MATERIAL TO PROCESS:

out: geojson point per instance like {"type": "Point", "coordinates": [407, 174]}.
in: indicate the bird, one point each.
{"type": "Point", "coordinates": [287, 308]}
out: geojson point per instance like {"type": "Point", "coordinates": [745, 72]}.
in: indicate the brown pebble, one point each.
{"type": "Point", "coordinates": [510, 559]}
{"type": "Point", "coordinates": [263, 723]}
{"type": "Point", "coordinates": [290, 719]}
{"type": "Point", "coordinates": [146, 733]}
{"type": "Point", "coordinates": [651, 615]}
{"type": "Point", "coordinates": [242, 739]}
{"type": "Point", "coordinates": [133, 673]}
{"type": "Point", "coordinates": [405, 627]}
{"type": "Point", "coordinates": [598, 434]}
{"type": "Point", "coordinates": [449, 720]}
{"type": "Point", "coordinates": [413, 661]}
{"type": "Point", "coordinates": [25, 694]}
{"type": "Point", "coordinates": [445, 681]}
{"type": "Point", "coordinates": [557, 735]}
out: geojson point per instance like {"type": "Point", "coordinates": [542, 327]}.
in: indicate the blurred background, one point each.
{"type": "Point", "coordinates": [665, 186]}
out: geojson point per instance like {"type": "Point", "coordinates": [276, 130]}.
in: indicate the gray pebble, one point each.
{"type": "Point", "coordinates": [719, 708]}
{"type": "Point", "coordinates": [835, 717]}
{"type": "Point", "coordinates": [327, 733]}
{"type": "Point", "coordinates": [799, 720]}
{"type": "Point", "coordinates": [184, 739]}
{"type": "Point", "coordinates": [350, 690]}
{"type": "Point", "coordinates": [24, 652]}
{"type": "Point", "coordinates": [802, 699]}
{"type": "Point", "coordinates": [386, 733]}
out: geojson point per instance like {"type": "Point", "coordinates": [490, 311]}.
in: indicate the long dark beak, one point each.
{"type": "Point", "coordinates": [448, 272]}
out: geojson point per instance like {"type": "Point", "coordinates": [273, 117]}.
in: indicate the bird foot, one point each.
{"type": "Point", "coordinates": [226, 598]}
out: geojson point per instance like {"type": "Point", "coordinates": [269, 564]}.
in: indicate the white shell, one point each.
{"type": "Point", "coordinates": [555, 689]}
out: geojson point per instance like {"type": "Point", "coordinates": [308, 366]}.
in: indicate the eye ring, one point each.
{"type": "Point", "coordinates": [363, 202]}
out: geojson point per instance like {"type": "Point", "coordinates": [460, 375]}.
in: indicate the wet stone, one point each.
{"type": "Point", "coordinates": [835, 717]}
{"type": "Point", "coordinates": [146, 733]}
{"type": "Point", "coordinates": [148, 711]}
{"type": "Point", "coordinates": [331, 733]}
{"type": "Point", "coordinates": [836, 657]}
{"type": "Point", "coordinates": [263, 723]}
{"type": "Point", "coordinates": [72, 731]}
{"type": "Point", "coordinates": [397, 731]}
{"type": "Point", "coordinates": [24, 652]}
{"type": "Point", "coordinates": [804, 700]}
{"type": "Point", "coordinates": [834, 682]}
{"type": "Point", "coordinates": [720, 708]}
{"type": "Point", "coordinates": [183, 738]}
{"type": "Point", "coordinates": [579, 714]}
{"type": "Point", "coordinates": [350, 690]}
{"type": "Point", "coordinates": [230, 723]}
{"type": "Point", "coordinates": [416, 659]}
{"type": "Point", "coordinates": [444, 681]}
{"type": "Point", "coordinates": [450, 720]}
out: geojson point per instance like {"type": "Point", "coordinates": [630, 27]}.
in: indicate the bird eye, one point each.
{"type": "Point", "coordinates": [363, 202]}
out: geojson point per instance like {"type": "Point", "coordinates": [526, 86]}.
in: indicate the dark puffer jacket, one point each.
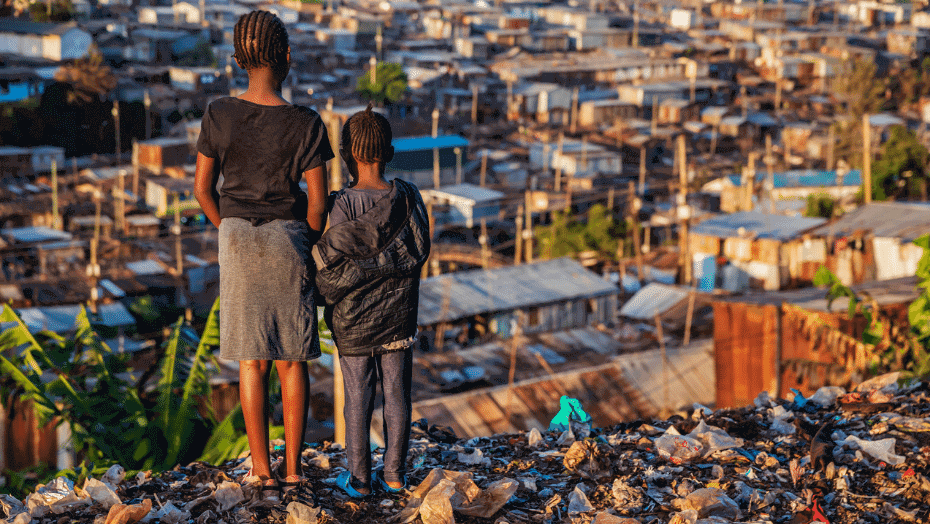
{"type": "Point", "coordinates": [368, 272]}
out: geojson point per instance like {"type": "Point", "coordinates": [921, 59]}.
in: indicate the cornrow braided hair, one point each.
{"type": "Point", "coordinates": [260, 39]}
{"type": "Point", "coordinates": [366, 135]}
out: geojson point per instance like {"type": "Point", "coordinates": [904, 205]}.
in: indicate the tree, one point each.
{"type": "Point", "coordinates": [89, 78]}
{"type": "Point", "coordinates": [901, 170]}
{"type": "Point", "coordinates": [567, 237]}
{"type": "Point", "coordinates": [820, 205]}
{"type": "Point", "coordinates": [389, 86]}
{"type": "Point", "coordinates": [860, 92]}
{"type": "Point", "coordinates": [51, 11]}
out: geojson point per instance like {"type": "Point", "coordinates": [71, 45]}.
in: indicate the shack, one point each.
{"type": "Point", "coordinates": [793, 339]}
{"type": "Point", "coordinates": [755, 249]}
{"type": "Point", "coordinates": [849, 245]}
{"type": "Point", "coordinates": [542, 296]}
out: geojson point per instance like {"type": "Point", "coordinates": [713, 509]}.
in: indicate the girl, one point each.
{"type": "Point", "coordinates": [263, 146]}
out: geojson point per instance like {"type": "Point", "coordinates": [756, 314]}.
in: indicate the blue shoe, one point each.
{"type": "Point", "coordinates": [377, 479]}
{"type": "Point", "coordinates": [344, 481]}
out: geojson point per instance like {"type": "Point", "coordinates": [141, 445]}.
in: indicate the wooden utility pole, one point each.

...

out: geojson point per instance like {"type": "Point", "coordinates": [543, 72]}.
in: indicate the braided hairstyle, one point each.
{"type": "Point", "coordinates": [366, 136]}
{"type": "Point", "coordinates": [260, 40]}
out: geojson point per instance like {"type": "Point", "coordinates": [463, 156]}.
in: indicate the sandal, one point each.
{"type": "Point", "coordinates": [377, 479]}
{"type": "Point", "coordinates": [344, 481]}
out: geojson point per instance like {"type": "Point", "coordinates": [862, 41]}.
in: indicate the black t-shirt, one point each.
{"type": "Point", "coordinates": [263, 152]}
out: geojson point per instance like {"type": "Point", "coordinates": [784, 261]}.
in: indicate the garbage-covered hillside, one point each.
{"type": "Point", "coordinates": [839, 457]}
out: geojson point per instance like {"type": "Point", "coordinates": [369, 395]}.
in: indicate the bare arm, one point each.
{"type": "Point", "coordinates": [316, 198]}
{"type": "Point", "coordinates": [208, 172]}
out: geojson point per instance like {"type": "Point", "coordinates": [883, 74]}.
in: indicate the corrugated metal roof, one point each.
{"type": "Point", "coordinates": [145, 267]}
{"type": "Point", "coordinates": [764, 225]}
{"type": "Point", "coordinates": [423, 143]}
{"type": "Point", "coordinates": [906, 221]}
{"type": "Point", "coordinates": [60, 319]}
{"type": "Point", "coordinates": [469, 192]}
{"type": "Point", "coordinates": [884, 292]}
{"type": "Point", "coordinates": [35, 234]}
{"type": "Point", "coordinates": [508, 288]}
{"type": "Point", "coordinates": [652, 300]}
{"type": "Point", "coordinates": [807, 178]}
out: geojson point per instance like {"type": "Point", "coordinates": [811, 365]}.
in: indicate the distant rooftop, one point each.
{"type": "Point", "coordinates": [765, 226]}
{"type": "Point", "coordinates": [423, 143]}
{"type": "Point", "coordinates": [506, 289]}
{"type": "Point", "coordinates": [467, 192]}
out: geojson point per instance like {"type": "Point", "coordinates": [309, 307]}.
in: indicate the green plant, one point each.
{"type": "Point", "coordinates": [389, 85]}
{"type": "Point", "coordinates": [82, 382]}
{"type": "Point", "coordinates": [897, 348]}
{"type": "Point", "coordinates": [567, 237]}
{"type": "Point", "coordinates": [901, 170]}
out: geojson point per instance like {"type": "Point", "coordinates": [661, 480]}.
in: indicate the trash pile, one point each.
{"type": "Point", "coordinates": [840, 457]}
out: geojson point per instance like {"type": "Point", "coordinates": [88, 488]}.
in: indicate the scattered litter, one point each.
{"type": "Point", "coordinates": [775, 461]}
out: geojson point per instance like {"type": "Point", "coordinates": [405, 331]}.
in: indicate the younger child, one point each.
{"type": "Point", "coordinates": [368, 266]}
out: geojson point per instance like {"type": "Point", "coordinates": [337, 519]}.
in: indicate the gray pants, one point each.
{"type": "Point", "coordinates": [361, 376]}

EXERCISE GOAL:
Among the records above, a stretch begins at the line containing "in: indicate the blue shoe, one point each." and ends at the line containing "in: indicate the wooden". Restate that stretch word for word, and nothing else.

SOLUTION TO THE PROBLEM:
in: indicate the blue shoe, one point each.
{"type": "Point", "coordinates": [377, 479]}
{"type": "Point", "coordinates": [344, 481]}
out: geojson point per instance like {"type": "Point", "coordinates": [141, 445]}.
in: indicate the wooden utility pole, one point each.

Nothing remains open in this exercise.